Photo object pointing records
*****

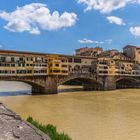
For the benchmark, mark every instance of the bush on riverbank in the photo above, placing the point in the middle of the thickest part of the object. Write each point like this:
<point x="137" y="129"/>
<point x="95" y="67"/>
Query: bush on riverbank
<point x="49" y="129"/>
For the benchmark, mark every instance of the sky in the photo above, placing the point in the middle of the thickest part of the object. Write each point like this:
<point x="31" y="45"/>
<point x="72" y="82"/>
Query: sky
<point x="61" y="26"/>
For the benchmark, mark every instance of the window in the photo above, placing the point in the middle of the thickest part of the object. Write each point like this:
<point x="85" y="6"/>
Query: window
<point x="77" y="60"/>
<point x="70" y="60"/>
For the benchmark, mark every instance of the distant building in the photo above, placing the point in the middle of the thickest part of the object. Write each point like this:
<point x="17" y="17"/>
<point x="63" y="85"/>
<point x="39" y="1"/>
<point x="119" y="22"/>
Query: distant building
<point x="108" y="53"/>
<point x="120" y="56"/>
<point x="88" y="51"/>
<point x="133" y="52"/>
<point x="57" y="64"/>
<point x="129" y="51"/>
<point x="109" y="66"/>
<point x="137" y="55"/>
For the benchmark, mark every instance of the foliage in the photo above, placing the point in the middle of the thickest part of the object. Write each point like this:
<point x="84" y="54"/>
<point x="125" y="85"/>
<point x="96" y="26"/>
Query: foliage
<point x="49" y="129"/>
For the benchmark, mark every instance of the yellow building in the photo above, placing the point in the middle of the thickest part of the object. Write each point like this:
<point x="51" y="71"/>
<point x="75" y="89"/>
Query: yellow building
<point x="109" y="66"/>
<point x="15" y="63"/>
<point x="57" y="64"/>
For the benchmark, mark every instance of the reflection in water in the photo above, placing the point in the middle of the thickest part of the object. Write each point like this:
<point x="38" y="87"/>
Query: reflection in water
<point x="109" y="115"/>
<point x="12" y="88"/>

*****

* Aim of the task *
Copy, character for character, the lines from the line that holds "For the benchmark, mark every instance of the distant" through the final line of the records above.

* Response for this exercise *
For the benchmark, mark every instance of the distant building in the photo above, placing the point in the middle of the thickest part of the object. Write each point like this:
<point x="17" y="17"/>
<point x="63" y="85"/>
<point x="39" y="1"/>
<point x="119" y="22"/>
Query: distant building
<point x="108" y="53"/>
<point x="120" y="56"/>
<point x="88" y="51"/>
<point x="133" y="52"/>
<point x="57" y="64"/>
<point x="129" y="51"/>
<point x="109" y="66"/>
<point x="137" y="55"/>
For the benchmark, mark every instance of the foliage in the photo above, placing the point in the middle of the thickest part of the object. Write each point like this:
<point x="84" y="54"/>
<point x="125" y="85"/>
<point x="96" y="26"/>
Query: foliage
<point x="49" y="129"/>
For the benchmark, mark every instance of the yellow building in the photo above, placing the point in the middle of the thickest part of the object. Write each point like this:
<point x="51" y="71"/>
<point x="75" y="89"/>
Query: yellow building
<point x="109" y="66"/>
<point x="15" y="63"/>
<point x="57" y="64"/>
For the benchmark, mark every instance of the reflection in water in the photo above, placing the point in the middle of the thickest part of the object. Write each point like this:
<point x="38" y="87"/>
Query: reflection in water
<point x="109" y="115"/>
<point x="12" y="88"/>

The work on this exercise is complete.